Stated problem - Please reproduce the material below word for word, keeping every line in its original order.

··········

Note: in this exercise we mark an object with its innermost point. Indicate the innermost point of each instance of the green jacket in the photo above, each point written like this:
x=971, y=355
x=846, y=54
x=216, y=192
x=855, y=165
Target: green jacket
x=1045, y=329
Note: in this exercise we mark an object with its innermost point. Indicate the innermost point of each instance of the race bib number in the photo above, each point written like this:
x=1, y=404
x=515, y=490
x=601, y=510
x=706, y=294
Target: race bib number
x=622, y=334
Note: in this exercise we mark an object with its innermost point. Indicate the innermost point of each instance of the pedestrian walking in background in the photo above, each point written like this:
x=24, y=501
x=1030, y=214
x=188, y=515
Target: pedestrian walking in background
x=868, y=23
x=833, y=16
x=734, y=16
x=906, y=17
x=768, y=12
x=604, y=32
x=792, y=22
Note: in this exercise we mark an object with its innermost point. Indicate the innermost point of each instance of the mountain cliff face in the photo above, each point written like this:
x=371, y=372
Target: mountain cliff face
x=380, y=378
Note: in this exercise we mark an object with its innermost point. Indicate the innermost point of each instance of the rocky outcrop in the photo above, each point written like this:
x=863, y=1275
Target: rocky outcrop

··········

Solution below -
Note: in this exercise we mark an object with its innermost point. Indicate the innermost point of each instance of the green jacket in the photo above, each point written like this:
x=971, y=355
x=846, y=54
x=216, y=192
x=855, y=165
Target: green jacket
x=1045, y=329
Note: in this exercise we mark an object with its innermost point. Indicate the innermost point of each instance of the race bib number in the photo above, each point written like this:
x=1, y=404
x=515, y=490
x=601, y=510
x=706, y=294
Target: race bib number
x=622, y=334
Note: in this exercise we mark an object with its innermost point. Indicate the innermost point of each instance of the pedestrian walking in background in the photo above, each point written like this:
x=24, y=501
x=1030, y=214
x=188, y=515
Target: pedestrian walking in background
x=868, y=23
x=833, y=16
x=734, y=16
x=906, y=17
x=768, y=12
x=604, y=32
x=792, y=22
Note: in this exercise we mark an object with its innermost point. Indicate the innermost point of each instance of the mountain cliff face in the photo above, each point written like this:
x=371, y=372
Target: mountain cliff face
x=380, y=378
Note: in this exercise we mark an object with its innermost point. Indicate the innermost point of each instance of the rocky outcrop in the photo above, each point written like this:
x=863, y=1275
Target: rocky outcrop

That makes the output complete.